*The request*: Rewrite every line of the records below, and shift each coordinate in the answers by adding 126 to it.

(Recorded data)
--- --- ---
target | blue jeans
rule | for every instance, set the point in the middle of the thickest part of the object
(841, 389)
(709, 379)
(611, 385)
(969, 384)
--- --- ---
*Answer to this problem*:
target | blue jeans
rule | for every instance, set the point in the middle of the thickest part of the object
(967, 515)
(835, 505)
(737, 511)
(1095, 510)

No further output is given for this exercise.